Copy the source records below word for word, reproducing every line without any change.

— BEGIN MATERIAL PROVIDED —

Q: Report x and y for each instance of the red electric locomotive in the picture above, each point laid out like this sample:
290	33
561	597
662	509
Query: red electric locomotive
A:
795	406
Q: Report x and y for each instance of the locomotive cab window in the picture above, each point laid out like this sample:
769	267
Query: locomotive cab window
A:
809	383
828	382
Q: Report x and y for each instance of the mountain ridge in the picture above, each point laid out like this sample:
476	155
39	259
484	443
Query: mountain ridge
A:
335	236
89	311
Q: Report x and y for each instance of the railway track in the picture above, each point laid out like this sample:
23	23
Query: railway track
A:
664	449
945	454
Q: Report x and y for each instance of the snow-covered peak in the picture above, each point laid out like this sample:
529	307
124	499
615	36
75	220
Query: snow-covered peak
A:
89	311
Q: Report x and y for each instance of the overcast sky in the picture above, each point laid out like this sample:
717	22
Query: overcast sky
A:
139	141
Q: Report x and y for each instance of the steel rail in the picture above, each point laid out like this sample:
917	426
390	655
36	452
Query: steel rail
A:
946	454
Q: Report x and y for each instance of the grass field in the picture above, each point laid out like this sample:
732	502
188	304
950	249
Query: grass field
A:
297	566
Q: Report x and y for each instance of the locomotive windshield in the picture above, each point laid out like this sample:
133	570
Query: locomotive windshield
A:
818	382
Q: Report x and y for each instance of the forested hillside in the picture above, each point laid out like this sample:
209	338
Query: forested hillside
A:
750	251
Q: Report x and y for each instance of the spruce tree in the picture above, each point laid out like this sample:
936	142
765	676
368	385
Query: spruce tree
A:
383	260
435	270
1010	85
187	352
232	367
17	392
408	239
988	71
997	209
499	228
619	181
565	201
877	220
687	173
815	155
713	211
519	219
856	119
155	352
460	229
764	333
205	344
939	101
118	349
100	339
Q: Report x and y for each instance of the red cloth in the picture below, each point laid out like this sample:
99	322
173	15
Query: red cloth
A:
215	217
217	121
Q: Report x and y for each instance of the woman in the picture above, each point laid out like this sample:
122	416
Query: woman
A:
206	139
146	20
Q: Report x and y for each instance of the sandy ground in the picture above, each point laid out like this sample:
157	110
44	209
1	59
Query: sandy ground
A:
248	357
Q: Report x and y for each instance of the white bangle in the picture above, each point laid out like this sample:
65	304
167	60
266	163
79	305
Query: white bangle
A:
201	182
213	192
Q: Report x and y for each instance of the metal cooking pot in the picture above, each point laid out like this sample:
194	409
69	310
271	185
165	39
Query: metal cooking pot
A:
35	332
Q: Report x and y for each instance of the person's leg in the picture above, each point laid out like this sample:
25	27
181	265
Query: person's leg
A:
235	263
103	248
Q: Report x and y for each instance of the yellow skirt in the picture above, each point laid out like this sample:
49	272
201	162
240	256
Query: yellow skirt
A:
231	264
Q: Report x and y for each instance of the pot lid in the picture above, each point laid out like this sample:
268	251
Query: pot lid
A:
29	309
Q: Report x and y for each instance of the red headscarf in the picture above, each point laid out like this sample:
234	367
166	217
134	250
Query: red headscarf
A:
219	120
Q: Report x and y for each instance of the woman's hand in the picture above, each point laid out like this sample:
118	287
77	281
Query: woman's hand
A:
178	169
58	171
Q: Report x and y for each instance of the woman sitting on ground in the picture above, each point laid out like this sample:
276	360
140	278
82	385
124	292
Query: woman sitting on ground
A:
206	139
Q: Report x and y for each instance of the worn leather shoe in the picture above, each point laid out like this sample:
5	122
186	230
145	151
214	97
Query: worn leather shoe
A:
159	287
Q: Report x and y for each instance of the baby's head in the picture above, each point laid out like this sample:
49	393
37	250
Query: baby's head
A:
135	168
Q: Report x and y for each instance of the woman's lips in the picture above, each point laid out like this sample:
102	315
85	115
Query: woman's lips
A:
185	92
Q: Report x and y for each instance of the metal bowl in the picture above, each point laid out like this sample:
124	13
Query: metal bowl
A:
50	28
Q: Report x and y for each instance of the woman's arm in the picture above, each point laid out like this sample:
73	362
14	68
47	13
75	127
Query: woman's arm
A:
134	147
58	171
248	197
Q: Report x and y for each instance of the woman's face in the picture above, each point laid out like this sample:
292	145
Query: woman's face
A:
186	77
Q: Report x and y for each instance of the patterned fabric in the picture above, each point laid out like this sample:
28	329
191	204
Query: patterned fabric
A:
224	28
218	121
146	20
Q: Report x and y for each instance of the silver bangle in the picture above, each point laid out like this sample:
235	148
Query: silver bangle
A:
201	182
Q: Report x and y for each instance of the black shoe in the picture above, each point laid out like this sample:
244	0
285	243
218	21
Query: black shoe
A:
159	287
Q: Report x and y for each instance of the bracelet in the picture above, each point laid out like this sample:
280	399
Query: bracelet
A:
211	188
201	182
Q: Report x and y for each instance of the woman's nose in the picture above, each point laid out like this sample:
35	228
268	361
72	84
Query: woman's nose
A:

— END MATERIAL PROVIDED —

_TASK ANSWER_.
Q: Report x and y for each instance of the red electric locomotive in the picture above, each point laid out like this sample:
290	33
561	597
662	509
Query: red electric locomotive
A:
795	406
Q: Report x and y for each instance of the locomotive cab window in the picture above, each point laid out like this sample:
769	267
Query: locomotive cab window
A:
809	383
828	382
Q: Report x and y for each instance of the mountain ridge in the picture above, each point laid out like this sample:
476	155
39	259
484	443
Query: mountain ridge
A:
335	236
89	311
Q: Report x and y for each instance of the railway track in the picture above, each point laid out like this sample:
23	23
Query: railway track
A:
664	449
945	454
Q: Report x and y for each instance of the snow-covered peak in the picture above, each point laid out like this sample:
529	307
124	499
615	36
75	220
Query: snow-covered peak
A:
89	311
Q: Report x and y for each instance of the overcast sky in the picture above, each point laid out like this sample:
717	22
Query: overcast sky
A:
139	141
Q: Report x and y for each instance of the steel rail in the picture above, each point laid out like this sample:
917	426
390	655
36	452
Query: steel rail
A:
946	454
Q: Report x and y for each instance of the grass field in the picture above, each point laid out like this sample:
732	502
188	304
950	249
Query: grass field
A:
297	566
Q: Report x and y for each instance of the locomotive windshield in the picture above, each point laid out like this sample:
133	570
Query: locomotive windshield
A:
818	382
Q: Report x and y for each instance of the forested hillside in the picture above, each point laid out like this sample:
209	338
Query: forested hillside
A:
750	251
Q: Report x and y for each instance of the spruce tree in the picture above, each point laid out like this sample:
936	142
765	676
368	385
Query: spruce tree
A:
383	260
435	270
1010	85
187	352
232	367
17	392
408	239
988	71
997	209
499	228
619	181
565	201
877	220
687	173
815	155
713	211
519	219
856	119
155	352
460	229
764	333
205	344
939	101
118	349
100	339
Q: Report x and y for each instance of the red cloth in the picture below, each point laid out like this sample:
99	322
173	15
Query: red cloth
A:
215	217
217	121
Q: Report x and y for each instance of the woman in the picture above, each point laid out like this sample:
122	416
Query: woman
A:
206	139
146	20
Q: Report x and y for each instance of the sandy ground in the picture above, each point laid out like this sample:
157	110
44	209
1	59
Query: sandy ground
A:
248	357
Q: Report x and y for each instance of the white bangle in the picture above, each point laid out like this sample:
65	304
167	60
266	163
79	305
Query: white bangle
A:
201	182
213	192
Q: Report x and y for each instance of the metal cooking pot in the picture above, each point laid out like this sample:
194	409
69	310
271	185
165	39
Query: metal cooking pot
A:
35	332
Q: Report x and y for each instance of the person's leg in the picture above, each point laid out like this sample:
25	27
181	265
Query: person's leg
A:
235	263
103	248
Q: Report x and y for each instance of the yellow skirt in the picture above, each point laid out like this sample:
49	272
201	162
240	256
Query: yellow skirt
A:
231	264
Q: Report x and y for each instance of the pot lid in the picture above, each point laid out like this sample:
268	251
Query: pot lid
A:
29	309
Q: Report x and y for each instance of the red headscarf in the picture above, each point laid out like this sample:
234	367
166	217
134	250
Query: red headscarf
A:
219	120
Q: Report x and y for each instance of the woman's hand in the picture above, each point laid out like this sample:
118	287
77	281
Query: woman's hand
A:
178	169
58	171
Q: Report x and y for each instance of the woman sitting on ground in the picture above, each point laid out like this sample:
276	360
140	278
82	385
124	292
Query: woman sitting on ground
A:
206	139
Q: Report x and y for each instance of the worn leather shoe in the picture above, each point laid out like this sample:
5	122
186	230
145	151
214	97
Query: worn leather shoe
A:
159	287
Q: Report x and y for each instance of the baby's head in the picture above, each point laid out like this sample:
49	393
37	250
Query: baby's head
A:
135	168
Q: Report x and y for each instance of the woman's lips in the picture above, each point laid out like this sample:
102	315
85	115
Query: woman's lips
A:
185	92
Q: Report x and y for each instance of the metal bowl in the picture above, each point laid out like this sample:
124	13
Query: metal bowl
A:
50	28
Q: Report x and y for each instance of the woman's arm in the picture above, each point laid out like this sample:
73	362
14	68
47	13
75	127
Query: woman's arm
A:
134	147
58	171
248	197
Q: Report x and y for each instance of the woman's face in the picture above, each point laid out like this sample:
292	145
Query: woman's face
A:
186	77
Q: Report x and y for each instance of the patterned fabric in the picture above, each point laid out like this sample:
28	329
191	204
Query: patterned fabric
A:
224	28
218	121
146	20
Q: Report x and y for each instance of the silver bangle in the picture above, each point laid out like this sample:
235	148
Query: silver bangle
A:
201	182
Q: Report x and y for each instance of the black shoe in the picture above, each point laid out like this sample:
244	0
285	243
218	21
Query: black shoe
A:
159	287
Q: Report x and y for each instance of the bracelet in the picture above, each point laid out like this sample:
280	399
Query: bracelet
A:
211	188
201	182
Q: Report x and y for each instance of the woman's nose in the picture above, each point laid out like this sample:
35	228
268	361
72	84
Query: woman's nose
A:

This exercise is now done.